BRIEF. Entries follow. Give back exactly the lines starting at the one containing "If you could tag the building in" and ending at the one containing "If you could tag the distant", and no other lines.

[Extracted records]
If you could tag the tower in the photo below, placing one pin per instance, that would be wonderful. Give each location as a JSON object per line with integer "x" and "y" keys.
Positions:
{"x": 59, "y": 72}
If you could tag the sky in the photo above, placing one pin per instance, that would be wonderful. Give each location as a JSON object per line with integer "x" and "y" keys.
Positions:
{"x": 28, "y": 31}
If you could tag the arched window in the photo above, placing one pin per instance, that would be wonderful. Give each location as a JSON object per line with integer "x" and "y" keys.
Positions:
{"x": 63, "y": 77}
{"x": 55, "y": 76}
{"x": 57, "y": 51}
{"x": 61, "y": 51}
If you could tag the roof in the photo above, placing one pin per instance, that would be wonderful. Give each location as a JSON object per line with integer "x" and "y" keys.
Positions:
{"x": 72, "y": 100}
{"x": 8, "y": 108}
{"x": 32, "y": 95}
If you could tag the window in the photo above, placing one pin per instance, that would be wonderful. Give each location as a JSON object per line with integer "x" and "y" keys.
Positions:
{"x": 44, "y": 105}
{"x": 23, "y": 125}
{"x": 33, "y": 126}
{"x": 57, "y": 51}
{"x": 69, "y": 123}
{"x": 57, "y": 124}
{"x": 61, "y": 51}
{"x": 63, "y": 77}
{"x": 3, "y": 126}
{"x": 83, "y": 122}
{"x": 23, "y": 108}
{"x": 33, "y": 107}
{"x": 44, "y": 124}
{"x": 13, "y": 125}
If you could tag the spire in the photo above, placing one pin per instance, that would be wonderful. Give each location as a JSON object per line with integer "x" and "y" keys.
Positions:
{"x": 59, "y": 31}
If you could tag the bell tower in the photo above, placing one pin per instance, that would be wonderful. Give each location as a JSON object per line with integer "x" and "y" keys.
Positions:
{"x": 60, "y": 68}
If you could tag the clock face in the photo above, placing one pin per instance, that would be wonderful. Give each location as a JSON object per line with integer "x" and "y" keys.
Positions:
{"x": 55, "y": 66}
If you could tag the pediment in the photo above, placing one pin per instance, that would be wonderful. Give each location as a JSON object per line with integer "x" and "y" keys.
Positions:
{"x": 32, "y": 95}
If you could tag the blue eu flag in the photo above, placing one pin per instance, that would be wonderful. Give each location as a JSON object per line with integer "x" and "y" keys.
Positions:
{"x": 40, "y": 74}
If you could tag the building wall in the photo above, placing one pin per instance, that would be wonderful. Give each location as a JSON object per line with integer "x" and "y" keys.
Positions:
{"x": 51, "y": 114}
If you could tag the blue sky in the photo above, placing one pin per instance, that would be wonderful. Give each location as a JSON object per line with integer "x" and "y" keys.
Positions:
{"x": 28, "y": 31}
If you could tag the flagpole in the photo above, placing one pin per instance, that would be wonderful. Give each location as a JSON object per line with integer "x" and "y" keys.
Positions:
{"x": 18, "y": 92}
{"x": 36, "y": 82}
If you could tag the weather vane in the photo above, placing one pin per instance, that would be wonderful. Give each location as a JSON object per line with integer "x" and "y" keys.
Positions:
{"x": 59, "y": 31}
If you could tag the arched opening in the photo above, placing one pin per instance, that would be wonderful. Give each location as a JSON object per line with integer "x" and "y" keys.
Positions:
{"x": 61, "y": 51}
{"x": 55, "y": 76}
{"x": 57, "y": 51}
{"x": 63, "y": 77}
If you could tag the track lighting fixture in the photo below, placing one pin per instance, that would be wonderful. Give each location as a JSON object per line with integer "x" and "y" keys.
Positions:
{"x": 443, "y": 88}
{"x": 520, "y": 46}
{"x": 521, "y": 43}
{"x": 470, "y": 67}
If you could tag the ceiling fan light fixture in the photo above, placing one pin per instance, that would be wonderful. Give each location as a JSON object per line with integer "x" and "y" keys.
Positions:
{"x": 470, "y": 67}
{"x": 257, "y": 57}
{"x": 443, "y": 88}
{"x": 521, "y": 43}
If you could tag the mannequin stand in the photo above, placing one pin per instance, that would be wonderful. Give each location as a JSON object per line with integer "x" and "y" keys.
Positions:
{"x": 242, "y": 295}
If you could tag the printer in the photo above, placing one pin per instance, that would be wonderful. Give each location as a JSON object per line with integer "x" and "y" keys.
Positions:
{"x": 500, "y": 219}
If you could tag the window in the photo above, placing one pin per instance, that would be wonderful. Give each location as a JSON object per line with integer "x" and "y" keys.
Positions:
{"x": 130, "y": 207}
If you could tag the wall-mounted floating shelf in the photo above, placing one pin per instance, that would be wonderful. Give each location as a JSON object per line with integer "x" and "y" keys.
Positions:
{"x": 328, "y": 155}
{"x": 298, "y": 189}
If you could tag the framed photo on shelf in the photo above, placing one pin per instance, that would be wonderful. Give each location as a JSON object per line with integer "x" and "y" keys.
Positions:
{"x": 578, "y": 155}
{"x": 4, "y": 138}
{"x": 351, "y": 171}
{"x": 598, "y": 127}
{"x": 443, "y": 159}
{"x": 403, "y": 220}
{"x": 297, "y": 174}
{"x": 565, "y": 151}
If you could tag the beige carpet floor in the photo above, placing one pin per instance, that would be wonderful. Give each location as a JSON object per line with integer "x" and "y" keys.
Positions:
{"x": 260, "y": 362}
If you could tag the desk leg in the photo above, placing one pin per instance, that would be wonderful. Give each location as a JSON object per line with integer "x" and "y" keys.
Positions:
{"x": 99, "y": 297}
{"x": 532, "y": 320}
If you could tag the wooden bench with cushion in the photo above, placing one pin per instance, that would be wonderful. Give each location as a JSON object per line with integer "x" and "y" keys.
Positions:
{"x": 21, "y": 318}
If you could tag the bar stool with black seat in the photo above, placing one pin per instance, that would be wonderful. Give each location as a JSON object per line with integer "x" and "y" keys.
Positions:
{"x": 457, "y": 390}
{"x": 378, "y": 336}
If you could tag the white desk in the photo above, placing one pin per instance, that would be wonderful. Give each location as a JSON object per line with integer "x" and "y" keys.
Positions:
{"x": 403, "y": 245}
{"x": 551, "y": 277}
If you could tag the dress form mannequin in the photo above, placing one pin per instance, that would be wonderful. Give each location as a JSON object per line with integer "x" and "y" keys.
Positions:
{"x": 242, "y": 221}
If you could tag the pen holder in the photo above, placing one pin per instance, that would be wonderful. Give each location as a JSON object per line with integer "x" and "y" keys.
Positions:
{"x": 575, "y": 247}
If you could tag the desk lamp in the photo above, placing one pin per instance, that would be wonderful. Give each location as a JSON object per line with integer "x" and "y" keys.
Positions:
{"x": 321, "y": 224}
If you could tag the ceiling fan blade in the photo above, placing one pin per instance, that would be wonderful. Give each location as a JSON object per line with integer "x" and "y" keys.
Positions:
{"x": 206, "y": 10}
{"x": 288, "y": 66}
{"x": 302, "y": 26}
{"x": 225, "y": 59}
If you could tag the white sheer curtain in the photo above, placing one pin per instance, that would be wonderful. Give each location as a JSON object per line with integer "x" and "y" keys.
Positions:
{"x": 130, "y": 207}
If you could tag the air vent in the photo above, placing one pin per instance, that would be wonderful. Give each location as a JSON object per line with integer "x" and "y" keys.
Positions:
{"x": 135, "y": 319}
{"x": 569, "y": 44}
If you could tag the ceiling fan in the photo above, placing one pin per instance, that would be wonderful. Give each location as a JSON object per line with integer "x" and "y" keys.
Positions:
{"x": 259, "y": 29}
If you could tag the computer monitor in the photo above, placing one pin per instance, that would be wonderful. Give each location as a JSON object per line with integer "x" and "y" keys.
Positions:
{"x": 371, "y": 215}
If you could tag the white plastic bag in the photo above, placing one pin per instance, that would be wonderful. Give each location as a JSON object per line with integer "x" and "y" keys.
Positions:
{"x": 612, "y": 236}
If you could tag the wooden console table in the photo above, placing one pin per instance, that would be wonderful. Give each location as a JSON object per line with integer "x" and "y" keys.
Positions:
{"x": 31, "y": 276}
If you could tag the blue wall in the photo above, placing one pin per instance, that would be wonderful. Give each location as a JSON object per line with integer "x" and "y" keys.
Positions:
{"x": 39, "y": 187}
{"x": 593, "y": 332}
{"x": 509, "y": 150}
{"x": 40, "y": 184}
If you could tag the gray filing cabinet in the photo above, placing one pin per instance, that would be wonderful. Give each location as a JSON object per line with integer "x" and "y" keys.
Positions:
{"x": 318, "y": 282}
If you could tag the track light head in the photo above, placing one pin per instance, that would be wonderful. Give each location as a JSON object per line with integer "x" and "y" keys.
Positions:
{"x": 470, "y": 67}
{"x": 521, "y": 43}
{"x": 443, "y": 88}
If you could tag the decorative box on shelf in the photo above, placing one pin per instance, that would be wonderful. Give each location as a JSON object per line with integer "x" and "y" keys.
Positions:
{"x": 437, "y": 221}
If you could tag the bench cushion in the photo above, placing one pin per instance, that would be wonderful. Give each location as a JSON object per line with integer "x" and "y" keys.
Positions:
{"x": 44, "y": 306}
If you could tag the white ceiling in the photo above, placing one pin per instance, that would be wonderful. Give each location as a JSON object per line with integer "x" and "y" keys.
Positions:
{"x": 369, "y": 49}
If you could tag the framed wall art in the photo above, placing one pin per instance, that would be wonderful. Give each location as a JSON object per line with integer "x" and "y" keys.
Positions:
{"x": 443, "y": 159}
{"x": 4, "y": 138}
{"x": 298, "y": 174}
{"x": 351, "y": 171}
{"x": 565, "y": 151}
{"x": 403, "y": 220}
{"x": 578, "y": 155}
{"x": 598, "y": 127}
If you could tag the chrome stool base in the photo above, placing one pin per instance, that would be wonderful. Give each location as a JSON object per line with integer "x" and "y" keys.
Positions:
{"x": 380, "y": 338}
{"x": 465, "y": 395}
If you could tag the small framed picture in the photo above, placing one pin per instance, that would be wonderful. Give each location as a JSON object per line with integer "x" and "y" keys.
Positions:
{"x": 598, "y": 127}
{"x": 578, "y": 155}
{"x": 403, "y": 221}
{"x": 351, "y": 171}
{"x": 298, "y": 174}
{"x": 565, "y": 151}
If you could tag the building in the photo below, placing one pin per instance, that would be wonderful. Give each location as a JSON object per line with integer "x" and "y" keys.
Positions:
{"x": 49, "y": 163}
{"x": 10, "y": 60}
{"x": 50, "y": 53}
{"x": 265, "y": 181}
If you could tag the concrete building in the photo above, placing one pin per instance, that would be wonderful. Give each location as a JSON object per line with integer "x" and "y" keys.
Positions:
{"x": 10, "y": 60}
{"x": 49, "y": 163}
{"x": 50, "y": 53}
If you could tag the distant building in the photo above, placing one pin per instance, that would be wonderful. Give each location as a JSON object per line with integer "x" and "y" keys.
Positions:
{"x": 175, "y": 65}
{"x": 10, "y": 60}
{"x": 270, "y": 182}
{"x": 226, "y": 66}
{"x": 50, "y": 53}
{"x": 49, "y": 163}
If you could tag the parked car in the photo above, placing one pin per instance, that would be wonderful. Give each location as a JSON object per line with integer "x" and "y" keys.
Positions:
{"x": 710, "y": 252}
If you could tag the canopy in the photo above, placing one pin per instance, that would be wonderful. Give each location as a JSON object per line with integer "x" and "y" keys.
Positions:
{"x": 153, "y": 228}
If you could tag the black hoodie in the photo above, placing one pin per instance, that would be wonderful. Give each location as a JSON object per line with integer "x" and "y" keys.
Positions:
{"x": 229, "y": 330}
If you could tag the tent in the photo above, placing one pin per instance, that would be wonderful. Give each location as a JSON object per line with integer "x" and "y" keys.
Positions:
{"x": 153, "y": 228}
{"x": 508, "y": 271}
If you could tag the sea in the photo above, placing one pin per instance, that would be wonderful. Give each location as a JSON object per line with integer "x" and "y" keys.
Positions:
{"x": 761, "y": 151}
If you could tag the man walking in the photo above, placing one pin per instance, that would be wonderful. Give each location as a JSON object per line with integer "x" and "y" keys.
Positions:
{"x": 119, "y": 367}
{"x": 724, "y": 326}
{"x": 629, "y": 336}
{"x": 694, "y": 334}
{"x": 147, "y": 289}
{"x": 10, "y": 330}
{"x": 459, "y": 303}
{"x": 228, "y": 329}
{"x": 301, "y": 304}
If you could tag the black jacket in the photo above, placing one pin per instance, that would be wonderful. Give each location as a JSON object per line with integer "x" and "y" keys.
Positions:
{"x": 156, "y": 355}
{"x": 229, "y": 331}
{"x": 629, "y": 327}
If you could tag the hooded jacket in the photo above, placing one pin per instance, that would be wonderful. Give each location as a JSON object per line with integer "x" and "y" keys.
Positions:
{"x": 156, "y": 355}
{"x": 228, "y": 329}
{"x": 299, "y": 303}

RESULT OF THE EXERCISE.
If you could tag the building in the photo below, placing one pin per instance, that would be wonderful. Give each location as a JSON object per line with integer "x" and "y" keys.
Positions:
{"x": 49, "y": 163}
{"x": 10, "y": 60}
{"x": 50, "y": 53}
{"x": 265, "y": 181}
If you could tag the concrete building in the photo above, placing one pin per instance, that would be wonderful. Give each location as a JSON object per line with integer "x" and "y" keys.
Positions:
{"x": 10, "y": 60}
{"x": 49, "y": 163}
{"x": 50, "y": 53}
If you could tag the distant building in the photo above, placing one pin per instance, that would be wonderful. Give each location as a JSON object per line with integer "x" and "y" keys.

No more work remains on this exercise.